— start of Records for processing —

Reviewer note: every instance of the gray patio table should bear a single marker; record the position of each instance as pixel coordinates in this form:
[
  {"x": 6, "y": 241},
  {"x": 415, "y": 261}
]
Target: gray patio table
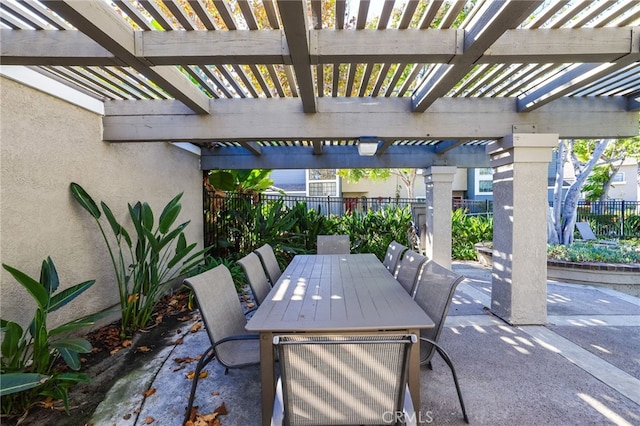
[{"x": 331, "y": 294}]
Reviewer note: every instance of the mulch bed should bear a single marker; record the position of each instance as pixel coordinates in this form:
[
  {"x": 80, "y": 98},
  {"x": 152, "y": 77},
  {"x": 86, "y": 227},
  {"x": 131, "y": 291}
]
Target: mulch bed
[{"x": 111, "y": 358}]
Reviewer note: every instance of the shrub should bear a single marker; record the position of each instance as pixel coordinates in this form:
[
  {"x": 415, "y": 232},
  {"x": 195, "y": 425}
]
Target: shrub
[
  {"x": 145, "y": 268},
  {"x": 466, "y": 231},
  {"x": 30, "y": 357}
]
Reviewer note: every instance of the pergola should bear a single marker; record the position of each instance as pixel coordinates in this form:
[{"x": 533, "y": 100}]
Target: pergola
[{"x": 435, "y": 84}]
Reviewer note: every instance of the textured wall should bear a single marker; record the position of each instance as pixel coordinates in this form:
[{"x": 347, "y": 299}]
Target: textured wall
[{"x": 46, "y": 144}]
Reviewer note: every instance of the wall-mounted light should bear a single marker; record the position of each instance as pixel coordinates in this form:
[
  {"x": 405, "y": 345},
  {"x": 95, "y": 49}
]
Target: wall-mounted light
[{"x": 367, "y": 145}]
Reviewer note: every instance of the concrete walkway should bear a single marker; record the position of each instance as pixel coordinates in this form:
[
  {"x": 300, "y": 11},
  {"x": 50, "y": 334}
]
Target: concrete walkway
[{"x": 583, "y": 368}]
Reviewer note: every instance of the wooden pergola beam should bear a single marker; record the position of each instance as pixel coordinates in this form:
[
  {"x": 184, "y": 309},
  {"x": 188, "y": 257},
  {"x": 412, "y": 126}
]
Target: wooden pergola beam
[
  {"x": 53, "y": 47},
  {"x": 387, "y": 118},
  {"x": 98, "y": 21}
]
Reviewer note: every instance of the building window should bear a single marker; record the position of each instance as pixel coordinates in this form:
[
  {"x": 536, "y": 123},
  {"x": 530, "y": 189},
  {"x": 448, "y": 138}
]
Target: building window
[
  {"x": 619, "y": 178},
  {"x": 484, "y": 181},
  {"x": 322, "y": 174},
  {"x": 322, "y": 183},
  {"x": 320, "y": 189}
]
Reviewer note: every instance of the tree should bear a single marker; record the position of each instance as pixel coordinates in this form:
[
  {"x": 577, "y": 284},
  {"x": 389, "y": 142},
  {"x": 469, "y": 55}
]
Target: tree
[
  {"x": 572, "y": 149},
  {"x": 601, "y": 179},
  {"x": 595, "y": 164},
  {"x": 407, "y": 176}
]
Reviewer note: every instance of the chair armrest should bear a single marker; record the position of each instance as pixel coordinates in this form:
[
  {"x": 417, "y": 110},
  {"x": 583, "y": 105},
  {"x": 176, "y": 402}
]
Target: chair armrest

— end of Records for processing —

■ Job
Extract, verbatim, the lines from the one containing "Reviewer note: every instance of the tree" through the last line of the listing above.

■ Written solution
Reviewer note: every instance of the tree should bear a single marker; record the position of each instance as pixel coordinates in this form:
[
  {"x": 577, "y": 284},
  {"x": 389, "y": 142},
  {"x": 469, "y": 55}
]
Target: tree
[
  {"x": 572, "y": 149},
  {"x": 601, "y": 179},
  {"x": 595, "y": 164},
  {"x": 407, "y": 176}
]
Reviewer note: every instance of the chair armrest should bear a single marker; record the position of each instance as pixel coordinates in this form:
[
  {"x": 417, "y": 110},
  {"x": 583, "y": 105},
  {"x": 176, "y": 402}
]
Target: chair armrest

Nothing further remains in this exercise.